* Exercise details
Take the records below and write them out again exactly.

[Natural-language object grounding data]

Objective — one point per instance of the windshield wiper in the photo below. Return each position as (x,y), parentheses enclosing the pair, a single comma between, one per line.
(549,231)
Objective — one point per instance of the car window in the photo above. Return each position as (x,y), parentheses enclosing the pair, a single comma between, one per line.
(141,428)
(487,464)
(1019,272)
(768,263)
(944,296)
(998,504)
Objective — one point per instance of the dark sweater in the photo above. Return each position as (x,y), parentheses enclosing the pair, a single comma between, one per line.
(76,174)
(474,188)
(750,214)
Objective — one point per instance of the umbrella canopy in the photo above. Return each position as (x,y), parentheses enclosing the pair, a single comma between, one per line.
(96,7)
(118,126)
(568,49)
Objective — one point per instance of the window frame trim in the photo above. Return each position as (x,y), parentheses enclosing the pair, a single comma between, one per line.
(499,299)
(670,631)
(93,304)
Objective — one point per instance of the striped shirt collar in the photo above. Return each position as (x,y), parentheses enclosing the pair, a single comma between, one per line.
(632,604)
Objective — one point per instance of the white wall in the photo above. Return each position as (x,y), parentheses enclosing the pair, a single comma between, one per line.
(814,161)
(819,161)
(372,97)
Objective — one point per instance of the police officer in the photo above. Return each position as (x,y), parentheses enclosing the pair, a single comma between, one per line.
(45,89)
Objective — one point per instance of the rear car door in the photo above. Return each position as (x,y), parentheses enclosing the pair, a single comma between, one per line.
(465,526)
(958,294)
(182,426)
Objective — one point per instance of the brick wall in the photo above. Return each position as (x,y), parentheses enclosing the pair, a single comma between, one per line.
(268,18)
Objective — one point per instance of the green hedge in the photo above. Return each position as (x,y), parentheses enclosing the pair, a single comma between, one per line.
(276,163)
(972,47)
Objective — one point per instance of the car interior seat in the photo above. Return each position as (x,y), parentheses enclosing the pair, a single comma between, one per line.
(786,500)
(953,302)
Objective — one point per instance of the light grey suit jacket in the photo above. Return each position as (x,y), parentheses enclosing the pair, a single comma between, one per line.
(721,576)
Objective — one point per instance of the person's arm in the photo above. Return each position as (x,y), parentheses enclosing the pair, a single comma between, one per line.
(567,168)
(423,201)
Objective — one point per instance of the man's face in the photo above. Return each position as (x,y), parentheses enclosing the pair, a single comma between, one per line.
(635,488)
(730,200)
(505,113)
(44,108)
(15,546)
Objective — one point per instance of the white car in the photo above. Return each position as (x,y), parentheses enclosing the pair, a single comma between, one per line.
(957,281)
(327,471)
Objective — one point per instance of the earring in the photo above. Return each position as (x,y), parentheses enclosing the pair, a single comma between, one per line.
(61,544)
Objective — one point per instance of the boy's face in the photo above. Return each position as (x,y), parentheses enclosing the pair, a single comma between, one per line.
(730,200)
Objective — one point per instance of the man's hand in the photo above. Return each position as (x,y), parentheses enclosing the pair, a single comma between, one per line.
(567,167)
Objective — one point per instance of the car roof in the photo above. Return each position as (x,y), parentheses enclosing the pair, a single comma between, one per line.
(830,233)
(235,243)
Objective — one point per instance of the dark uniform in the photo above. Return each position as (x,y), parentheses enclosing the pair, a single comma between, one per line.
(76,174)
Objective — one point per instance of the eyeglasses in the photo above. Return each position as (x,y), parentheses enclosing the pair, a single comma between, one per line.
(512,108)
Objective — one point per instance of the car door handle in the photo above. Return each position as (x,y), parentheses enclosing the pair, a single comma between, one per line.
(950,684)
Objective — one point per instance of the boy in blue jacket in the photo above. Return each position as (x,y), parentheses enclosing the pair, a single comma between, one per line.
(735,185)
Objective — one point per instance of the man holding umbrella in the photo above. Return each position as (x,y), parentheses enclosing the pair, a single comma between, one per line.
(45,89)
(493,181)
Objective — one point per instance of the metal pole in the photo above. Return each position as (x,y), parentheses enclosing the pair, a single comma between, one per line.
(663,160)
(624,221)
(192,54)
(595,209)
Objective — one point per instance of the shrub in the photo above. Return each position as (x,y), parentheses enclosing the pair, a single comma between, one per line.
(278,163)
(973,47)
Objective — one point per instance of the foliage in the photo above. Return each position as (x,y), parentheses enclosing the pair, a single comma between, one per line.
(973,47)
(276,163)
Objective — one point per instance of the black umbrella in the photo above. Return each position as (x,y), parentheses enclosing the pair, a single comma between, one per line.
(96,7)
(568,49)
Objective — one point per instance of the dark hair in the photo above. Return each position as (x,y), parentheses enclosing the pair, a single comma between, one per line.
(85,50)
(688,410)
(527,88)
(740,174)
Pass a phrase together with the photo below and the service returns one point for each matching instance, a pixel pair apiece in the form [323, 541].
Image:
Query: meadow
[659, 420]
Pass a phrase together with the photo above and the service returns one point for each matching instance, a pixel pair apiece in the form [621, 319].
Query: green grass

* Your response
Objective — one point per instance of the windshield wiper in the photo below. Return each position as (x,y), parentheses enclosing the pair, a single comma between, one per line.
(549,231)
Objective — one point per instance of the car window in the photo above. Return each position as (x,y), parentheses enclosing the pair, a single comma between, one per line.
(141,428)
(487,464)
(1019,272)
(768,263)
(944,296)
(998,504)
Objective — one point per instance of the dark sweater in the photo above. Return each position as (x,y), parentheses enclosing the pair, a single comma between, one per line.
(76,174)
(474,188)
(750,214)
Objective — one point per instance of the umbrella canopy in the photo above. Return each position as (x,y), parentheses enclosing the pair, a single comma between, one per line.
(96,7)
(118,126)
(568,49)
Objective — one point per instance of the window frame trim in the photo above. Return each position as (x,y), parentheses enclosing the pair, a single comma between, one per line.
(499,299)
(670,631)
(93,304)
Objective — one point per instance of the striped shirt collar in the photo above. Return each position as (x,y), parentheses enclosing the pair, a single comma between, one per line.
(632,604)
Objective — one point per instance of the white wall in the photo above. Return each position as (x,y), parentheses enclosing the pair, a single comma between, one per line.
(814,161)
(819,161)
(372,97)
Objective — one point per instance of the police officer in the photo above. Return each position as (x,y), parentheses enclosing the pair, a single comma between, one per line.
(45,89)
Objective — one point per instance of the rear car door in the photo above. Return each position as (x,y), parentheses enclosing the pair, a single comma between, one per line.
(465,526)
(958,294)
(182,426)
Objective — one point per instance of the brick wall in the photo above. Return each position as (x,y), parentheses enclosing the pair, a single comma between, one per line.
(268,18)
Objective — one point per instance of the green hedge in the photo above. Return each position as (x,y), parentheses enclosing the pair, a single comma between, one per line.
(276,163)
(972,47)
Objective — one point per instance of the car interior seat in the photo above. Return each position as (x,y), parentheses enclosing the pair, a single comma between, one per line.
(786,500)
(953,302)
Objective — one point per instance of the light grey suit jacket in the photo above. Return each position as (x,y), parentheses enclosing the pair, a single comma between, one per line.
(721,576)
Objective — one point per instance of the person's arm in the photo above. Return each position as (x,y), parentheses enclosing the pair, a single comma between, one per line.
(567,168)
(423,201)
Objective — one point per instance of the man's face in the photo above. Return each position as (x,y), parentheses enclosing the pair, a single comma between, one per line.
(635,488)
(730,200)
(505,113)
(44,108)
(15,546)
Objective — one point per instance of the white car in the photo above. Return each position as (x,y), parentheses enclosing the pair, a single comma between, one per line.
(957,281)
(327,471)
Objective — one point per instance of the earring in the photo above. Return each position as (x,y), parentheses enclosing the pair, a single comma between, one per line.
(61,544)
Objective — one point per instance of the boy's face in the photo above. Return each position as (x,y), parentheses enclosing the pair, a single comma between, one per line.
(730,200)
Objective — one point per instance of the man's hand in the photo above. Return each position as (x,y), parentheses enclosing the pair, a single comma between, one per line.
(567,167)
Objective — one point per instance of the car roof in the photo above. Return each position as (x,y), parentheses enclosing the pair, a single comma between, one per line.
(830,233)
(235,243)
Objective — one point per instance of the dark uniform in the photo above. Return each position as (x,y), parentheses enclosing the pair, a single comma between, one per line.
(76,174)
Objective — one point per instance of the eyeglasses in the photo above. Return each position as (x,y), parentheses enclosing the pair, a single comma between, one per line.
(512,108)
Objective — one point per instance of the car door handle in the photo above. Return each position as (x,y), parentheses enclosing the pair, a single comma between, one per line.
(950,684)
Objective — one point per instance of the boy in blue jacket in the photo above. Return each position as (x,y), parentheses enclosing the pair, a single comma between, one per line.
(735,185)
Objective — one point per instance of the man holding umbrella in the photo above. Return each position as (x,y), parentheses enclosing the pair, a single comma between, one per line.
(45,89)
(493,181)
Objective — one point per instance of the metal pole in the photo above. Return each position as (x,y), parentheses enclosing the pair, a single comma between, one per line.
(663,160)
(624,221)
(192,54)
(595,209)
Objective — one point per instance of the shrub in the photo above. Return each position as (x,y), parentheses enclosing the pair, a single comma between, one per line.
(278,163)
(973,47)
Objective — one point per instance of the foliage in the photo above. Return each position as (x,y), parentheses enclosing the pair, a single comma between, one per line.
(973,47)
(276,163)
Objective — one point per instance of the black umbrella in the photo above. Return each position as (x,y), parentheses enclosing the pair, a single comma between, one per line.
(96,7)
(568,49)
Objective — one point per instance of the dark hair in the photo above. Return each position as (x,y), parentheses enclosing the pair, a single comma between, one per line.
(85,50)
(688,410)
(527,88)
(740,174)
Pass a phrase together with the photo below and the service returns one point for each matching instance, a pixel pair apiece in the form [323, 541].
Image:
Query: meadow
[659, 420]
Pass a phrase together with the photo above and the service returns one point for each matching instance, a pixel pair apiece in the form [621, 319].
Query: green grass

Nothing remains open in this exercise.